Exercise: Find "Locate the insect leg" in the material below, then copy that line and every subsequent line to the end, exactly.

(Source data)
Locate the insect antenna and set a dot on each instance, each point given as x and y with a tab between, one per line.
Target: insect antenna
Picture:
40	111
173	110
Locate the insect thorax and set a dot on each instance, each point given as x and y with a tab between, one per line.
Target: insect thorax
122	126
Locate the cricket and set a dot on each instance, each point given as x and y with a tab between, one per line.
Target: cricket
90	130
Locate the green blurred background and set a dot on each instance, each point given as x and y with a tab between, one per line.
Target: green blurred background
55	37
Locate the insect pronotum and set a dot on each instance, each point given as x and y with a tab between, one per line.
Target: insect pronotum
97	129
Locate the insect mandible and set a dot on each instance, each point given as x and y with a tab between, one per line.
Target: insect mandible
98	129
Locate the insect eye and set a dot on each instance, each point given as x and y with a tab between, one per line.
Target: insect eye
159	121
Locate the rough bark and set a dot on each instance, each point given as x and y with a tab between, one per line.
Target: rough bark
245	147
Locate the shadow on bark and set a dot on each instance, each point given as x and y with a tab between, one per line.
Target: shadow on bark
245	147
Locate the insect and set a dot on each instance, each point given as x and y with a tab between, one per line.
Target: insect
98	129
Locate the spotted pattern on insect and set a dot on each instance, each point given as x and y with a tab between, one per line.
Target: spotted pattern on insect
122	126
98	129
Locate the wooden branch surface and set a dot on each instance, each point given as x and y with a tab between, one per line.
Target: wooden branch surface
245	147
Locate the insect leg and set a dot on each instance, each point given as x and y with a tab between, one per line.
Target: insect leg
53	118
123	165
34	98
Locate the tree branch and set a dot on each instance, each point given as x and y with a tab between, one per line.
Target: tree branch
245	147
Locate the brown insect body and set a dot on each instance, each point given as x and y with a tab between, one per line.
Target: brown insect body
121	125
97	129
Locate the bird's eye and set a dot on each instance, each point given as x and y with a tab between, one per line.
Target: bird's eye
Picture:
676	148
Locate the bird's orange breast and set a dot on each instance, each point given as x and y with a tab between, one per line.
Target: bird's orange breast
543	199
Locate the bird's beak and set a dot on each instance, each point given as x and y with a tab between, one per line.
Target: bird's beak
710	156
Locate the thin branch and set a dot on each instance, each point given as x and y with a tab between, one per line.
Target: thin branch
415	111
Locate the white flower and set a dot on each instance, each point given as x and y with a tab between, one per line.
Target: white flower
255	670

Reply:
Locate the insect leg and set a dot on each instance, each point given as x and y with a tab between, one per line.
Target: insect leg
53	118
123	165
34	98
Locate the tree branch and set a dot on each instance, each point given as x and y with a tab between, one per line.
Target: tree branch
245	147
Locate the brown insect body and set a dot on each instance, each point given as x and y with a tab between, one per line.
Target: brown insect body
121	125
97	129
Locate the bird's eye and set a dot on each instance, each point given as x and y with a tab between, one per line.
Target: bird's eye
Picture:
676	148
Locate the bird's orange breast and set a dot on each instance, each point given as x and y with a tab between, one per line.
Target: bird's orange breast
543	199
Locate the bird's beak and set a dot on each instance, each point given as x and y with a tab between, one per line.
Target: bird's beak
710	156
Locate the thin branch and set a dot on each instance, each point given as x and y with a tab between, one per line.
Target: thin branch
415	111
Locate the white flower and set a dot on each instance, each point given as x and y with a tab between, one per line.
Target: white flower
255	670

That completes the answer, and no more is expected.